++++ INPUT DATA
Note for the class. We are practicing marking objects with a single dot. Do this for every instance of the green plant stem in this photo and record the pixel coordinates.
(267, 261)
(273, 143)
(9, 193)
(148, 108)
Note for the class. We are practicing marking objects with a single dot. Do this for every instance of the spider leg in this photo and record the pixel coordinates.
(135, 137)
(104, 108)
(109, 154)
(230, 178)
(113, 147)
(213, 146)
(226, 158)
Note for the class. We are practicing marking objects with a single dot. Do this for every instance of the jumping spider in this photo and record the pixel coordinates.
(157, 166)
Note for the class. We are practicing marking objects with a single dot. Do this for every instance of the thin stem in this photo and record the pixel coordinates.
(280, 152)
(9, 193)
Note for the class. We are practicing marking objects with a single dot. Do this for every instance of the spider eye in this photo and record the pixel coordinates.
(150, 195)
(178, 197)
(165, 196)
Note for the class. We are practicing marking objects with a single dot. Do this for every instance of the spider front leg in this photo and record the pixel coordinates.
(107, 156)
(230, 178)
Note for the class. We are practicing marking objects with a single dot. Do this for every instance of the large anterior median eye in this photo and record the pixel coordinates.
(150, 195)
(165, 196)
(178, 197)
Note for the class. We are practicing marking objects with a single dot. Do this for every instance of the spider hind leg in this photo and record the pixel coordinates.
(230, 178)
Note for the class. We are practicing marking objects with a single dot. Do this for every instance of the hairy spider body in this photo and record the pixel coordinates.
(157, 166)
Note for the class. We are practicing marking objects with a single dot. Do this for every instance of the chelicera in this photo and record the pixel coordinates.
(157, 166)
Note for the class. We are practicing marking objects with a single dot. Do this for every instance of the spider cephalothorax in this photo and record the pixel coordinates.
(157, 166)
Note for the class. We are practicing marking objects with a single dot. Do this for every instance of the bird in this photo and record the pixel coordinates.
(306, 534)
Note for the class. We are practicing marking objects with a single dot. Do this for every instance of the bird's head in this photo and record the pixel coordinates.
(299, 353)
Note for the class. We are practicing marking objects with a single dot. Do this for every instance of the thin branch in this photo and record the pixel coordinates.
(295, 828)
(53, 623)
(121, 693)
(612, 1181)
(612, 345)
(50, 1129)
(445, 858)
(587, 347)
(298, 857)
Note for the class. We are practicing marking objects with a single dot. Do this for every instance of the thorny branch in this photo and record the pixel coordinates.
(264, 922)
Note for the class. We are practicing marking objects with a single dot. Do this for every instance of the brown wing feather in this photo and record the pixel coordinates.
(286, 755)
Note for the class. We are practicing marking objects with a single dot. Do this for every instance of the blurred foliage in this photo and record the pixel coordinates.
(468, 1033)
++++++++
▶ **THE REQUEST**
Reproduce exactly, with nothing added, the lines from the one that contains "of the bird's" to the end of the data.

▶ **THE COMPLETED TASK**
Note for the class. We are practicing marking objects with a single dot. Do this for every instance of the bird's head in this photo and record the pixel coordinates.
(299, 353)
Note for the class. We are practicing marking objects with a single dot. Do this for every instance of the thin branch in this photo and record the pixel coordinates.
(295, 828)
(53, 623)
(121, 693)
(612, 1181)
(612, 345)
(50, 1129)
(445, 858)
(587, 347)
(298, 857)
Note for the class. We are practicing marking objects with a single dot. Do this for every instance of the thorny branch in this photo and record the pixel coordinates.
(264, 922)
Note for the class. We are practicing marking objects with a single dot. Do this for every instance of the brown wing feather in this photo and record the pixel coordinates.
(286, 755)
Note for the class. We are practicing marking objects with a single dot. Do this for every instance of the blurred foliage in this photo and record the pixel coordinates.
(468, 1033)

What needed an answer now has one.